▶ **PROBLEM SET**:
[A] Answer these from the passage about Clemens's stop in Stawell, one answer per line, marked (i), (ii), (iii):
(i) How is Stawell pronounced?
(ii) Where did Mrs. Clemens and Clara go directly?
(iii) What is the name of the Hall Keeper?
[B] Name every place that the passage about Clemens's stop in Stawell identifies by name, counting towns, cities and buildings.
[C] Extend the passage about Clemens's stop in Stawell, picking up right after its final sentence.
* Begin QUOTED TEXT *
Chapter Fifteen

FROM HORSHAM THEY TOOK THE TRAIN to Stawell (pronounced “Stall”), about forty miles to the southeast. Mrs. Clemens and Clara went directly to the Commercial Hotel while Clemens proceeded to Town Hall, where he was welcomed by a delegation of dignitaries, and where later that night he performed.

Today the Hall Keeper, Mr. Graham Rickard, a handsome, middle-aged man with a trimmed beard and a military posture, shows us what’s left of the upstairs auditorium where Clemens performed. Now, with its ceiling lowered, the great room has been converted into offices, and there is no long view to the wooden stage, slightly canted toward the audience, to which Mr. Rickard guides us. Clemens would have been accustomed to a “raked” stage, though it was unnecessary for his solo performances. The angled platform helped those watching from a level floor to see players in the rear. By the time of his tour, flat stages had already begun replacing raked ones, to facilitate the use of free-standing, three-dimensional props, so Clemens probably performed on both kinds. Even today, especially in London, performers can experience the challenge of adjusting to an angled stage — more of an issue for dancers than for actors — and set designers can confront the problem of making props that stand on a slanted floor appear level.
* End QUOTED TEXT *
* Begin RECORDED DATA *
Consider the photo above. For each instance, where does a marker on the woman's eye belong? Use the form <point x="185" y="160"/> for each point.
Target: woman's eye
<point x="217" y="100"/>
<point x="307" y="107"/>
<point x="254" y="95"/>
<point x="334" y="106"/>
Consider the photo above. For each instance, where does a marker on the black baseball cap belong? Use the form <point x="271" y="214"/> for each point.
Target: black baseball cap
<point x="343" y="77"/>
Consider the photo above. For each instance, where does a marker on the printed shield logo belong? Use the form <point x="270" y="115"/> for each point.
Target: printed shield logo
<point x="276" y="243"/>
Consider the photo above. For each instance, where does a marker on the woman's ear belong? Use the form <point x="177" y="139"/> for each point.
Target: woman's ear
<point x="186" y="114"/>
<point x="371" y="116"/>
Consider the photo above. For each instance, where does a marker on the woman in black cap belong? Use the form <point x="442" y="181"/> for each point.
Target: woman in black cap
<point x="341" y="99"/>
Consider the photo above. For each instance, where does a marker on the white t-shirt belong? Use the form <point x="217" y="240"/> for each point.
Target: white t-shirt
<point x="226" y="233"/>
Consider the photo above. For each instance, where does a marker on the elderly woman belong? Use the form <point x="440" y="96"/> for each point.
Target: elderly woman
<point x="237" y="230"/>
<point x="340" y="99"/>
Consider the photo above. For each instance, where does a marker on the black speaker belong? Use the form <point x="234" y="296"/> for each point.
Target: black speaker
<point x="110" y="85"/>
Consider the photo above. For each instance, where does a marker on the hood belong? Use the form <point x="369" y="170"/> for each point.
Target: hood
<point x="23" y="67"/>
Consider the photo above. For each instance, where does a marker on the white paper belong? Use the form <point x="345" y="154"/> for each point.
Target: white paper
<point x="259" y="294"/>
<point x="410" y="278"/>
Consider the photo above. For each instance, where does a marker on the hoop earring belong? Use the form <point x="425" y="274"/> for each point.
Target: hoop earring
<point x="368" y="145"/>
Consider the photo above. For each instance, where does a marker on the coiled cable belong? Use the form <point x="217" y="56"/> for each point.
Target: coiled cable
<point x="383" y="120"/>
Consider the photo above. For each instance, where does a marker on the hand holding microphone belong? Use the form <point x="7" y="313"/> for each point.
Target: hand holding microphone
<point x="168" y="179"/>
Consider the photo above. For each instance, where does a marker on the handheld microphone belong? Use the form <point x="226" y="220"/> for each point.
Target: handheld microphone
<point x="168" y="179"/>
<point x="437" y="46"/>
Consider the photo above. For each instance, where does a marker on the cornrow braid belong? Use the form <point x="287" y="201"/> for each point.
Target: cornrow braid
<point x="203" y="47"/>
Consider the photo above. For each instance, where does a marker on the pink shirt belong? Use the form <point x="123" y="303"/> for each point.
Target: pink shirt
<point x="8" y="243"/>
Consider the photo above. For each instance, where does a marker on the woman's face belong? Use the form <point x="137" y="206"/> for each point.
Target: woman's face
* End RECORDED DATA *
▶ **EXERCISE RESPONSES**:
[A]
(i) "Stall"
(ii) The Commercial Hotel
(iii) Mr. Graham Rickard

[B] Horsham, Stawell, the Commercial Hotel, Town Hall, London

[C]
It was probably in Stawell, before her father’s performance that evening, that Clara took a walk in the country and found a sheep lying on its side. Convinced it was dying, she walked back to town, where she bought ether and learned how to use it to put the creature out of its misery. Fortunately, on her way back, she met the owner of the sheep, who explained that once a sheep falls down at this time of year, it cannot rise by itself because its wool is too heavy. After he hauled the sheep to its feet, she reported, it “toddled off, contented with the world.”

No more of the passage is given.